Exercise prompt: Please retype the records below exactly as they stand.

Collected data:
________
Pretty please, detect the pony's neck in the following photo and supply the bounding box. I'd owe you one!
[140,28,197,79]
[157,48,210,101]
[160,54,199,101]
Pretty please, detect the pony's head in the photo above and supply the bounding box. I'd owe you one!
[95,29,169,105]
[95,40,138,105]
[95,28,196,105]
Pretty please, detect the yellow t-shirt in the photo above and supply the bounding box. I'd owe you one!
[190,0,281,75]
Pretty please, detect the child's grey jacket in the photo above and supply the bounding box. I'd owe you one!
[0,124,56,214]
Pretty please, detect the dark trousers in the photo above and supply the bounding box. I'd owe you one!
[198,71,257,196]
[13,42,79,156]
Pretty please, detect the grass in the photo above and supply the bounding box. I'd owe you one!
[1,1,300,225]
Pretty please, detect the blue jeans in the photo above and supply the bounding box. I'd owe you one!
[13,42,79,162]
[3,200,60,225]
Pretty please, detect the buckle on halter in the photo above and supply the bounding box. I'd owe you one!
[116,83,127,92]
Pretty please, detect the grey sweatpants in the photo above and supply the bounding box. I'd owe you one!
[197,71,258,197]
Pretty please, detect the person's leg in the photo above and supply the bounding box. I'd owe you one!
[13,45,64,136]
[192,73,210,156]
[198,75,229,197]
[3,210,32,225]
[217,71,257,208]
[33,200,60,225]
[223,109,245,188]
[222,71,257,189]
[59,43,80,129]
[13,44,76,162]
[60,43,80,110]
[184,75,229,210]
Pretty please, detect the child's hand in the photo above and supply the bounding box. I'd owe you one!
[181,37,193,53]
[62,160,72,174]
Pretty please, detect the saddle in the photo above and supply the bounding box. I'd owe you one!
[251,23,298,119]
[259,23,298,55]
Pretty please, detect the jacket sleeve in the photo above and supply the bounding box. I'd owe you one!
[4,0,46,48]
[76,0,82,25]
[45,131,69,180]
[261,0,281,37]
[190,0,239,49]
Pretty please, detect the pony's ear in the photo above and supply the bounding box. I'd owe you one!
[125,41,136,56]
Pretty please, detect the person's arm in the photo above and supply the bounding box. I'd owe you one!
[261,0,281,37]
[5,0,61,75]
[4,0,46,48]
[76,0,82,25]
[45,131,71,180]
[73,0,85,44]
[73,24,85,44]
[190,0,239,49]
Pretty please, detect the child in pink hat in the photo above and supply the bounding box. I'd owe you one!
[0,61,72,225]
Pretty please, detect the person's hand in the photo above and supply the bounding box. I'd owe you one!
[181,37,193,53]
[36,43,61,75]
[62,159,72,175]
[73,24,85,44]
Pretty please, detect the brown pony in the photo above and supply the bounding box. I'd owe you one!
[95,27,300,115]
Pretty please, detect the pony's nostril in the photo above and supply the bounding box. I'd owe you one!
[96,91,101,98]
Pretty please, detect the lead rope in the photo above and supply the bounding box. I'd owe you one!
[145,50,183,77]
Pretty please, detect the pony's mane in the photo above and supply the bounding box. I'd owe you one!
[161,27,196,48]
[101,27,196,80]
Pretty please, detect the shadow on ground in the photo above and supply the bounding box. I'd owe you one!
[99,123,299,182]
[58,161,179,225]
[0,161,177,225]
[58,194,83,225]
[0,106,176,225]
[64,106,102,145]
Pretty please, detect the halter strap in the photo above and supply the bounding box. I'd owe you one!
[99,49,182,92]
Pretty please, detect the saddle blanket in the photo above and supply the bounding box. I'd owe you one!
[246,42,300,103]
________
Result of the exercise:
Pretty please, detect the pony's neck in the following photo and supply the bounding box. I'd owe you one!
[140,28,197,79]
[157,48,210,101]
[160,54,199,101]
Pretty please, detect the pony's head in the photo above and supply the bounding box. I'd owe you one!
[95,29,169,105]
[95,40,138,105]
[95,28,196,105]
Pretty please, detect the yellow t-shirt in the photo above and supply the bounding box. I'd owe you one!
[190,0,281,75]
Pretty please, detect the child's grey jacket in the photo above and supply the bounding box. I'd owe you one!
[0,124,56,214]
Pretty please, detect the dark trousers in the photo above and supply the bounding box. I'd owe you one!
[198,71,257,196]
[13,42,79,156]
Pretty please, detect the grass in the photo above and supply the bounding box. I'd owe you one!
[1,1,300,225]
Pretty please, detect the blue jeans in the photo above and supply the bounding box. I'd owe you one!
[13,42,79,162]
[3,200,60,225]
Pretty please, detect the buckle on halter in the photo above and supply the bounding box. I'd owe you one!
[116,83,127,92]
Pretty please, detect the grey sweatpants in the photo above and supply the bounding box. I'd owe you one!
[197,71,258,197]
Pretty please, detect the person's leg in the photo above and supply the bounding box. I'd owe you one!
[13,45,64,136]
[192,73,210,156]
[198,75,229,197]
[3,210,32,225]
[217,71,257,208]
[33,200,60,225]
[223,109,245,188]
[222,71,257,189]
[59,43,80,129]
[13,44,76,162]
[60,43,80,110]
[184,75,229,210]
Pretty please, detect the child's hand in the photo above and supply the bounding box. I'd owe you one!
[181,37,193,53]
[62,160,72,174]
Pretty please, detect the saddle in the photo above and supply the bounding box. I'd owe you one!
[251,23,298,119]
[259,23,298,55]
Pretty please, detect the jacket sleeve in the photo above and supply the bounding box. I'd owe you one!
[4,0,46,48]
[76,0,82,25]
[45,131,69,180]
[261,0,281,37]
[190,0,239,49]
Pretty please, detect the pony's ear in the photo above and supply the bounding box. I'd owe you one!
[125,41,136,56]
Pretty please, detect the person's arm in the photo above and supply the bounding box. I'd owe you one!
[261,0,281,37]
[5,0,61,75]
[4,0,46,48]
[76,0,82,25]
[45,131,71,180]
[73,0,85,44]
[73,24,85,44]
[190,0,239,49]
Pretty please, detect the child in pink hat in the photo above and supply the bounding box. I'd owe you one!
[0,61,72,225]
Pretty please, detect the person's hand in the photo above and supply the bounding box. I'd owe you one!
[181,37,193,53]
[36,43,61,75]
[62,159,72,175]
[73,24,85,44]
Pretty please, detect the brown pony in the photo above and supply the bounding box. I'd owe you one!
[95,27,300,115]
Pretty please, detect the pony's nostril in the photo above and supply the bounding box. I'd owe you one!
[96,91,101,98]
Pretty please, detect the lead rope in the photo above and supply the bounding box. I'd owe you one!
[145,50,183,77]
Pretty please, detect the pony's mane in the photo above and supply the bounding box. I'd owe you one!
[161,27,196,48]
[101,27,196,80]
Pretty please, detect the shadow on ground in the photo above and supply the bounding box. I'd owe you one!
[99,123,299,182]
[58,161,179,225]
[0,161,177,225]
[58,194,83,225]
[0,106,176,225]
[64,106,102,145]
Pretty please, detect the halter strap in the photo above and supply the bounding box. I'd owe you one!
[99,49,182,92]
Pretty please, detect the saddle blanket in the photo above and supply the bounding box. I'd owe you one!
[246,42,300,103]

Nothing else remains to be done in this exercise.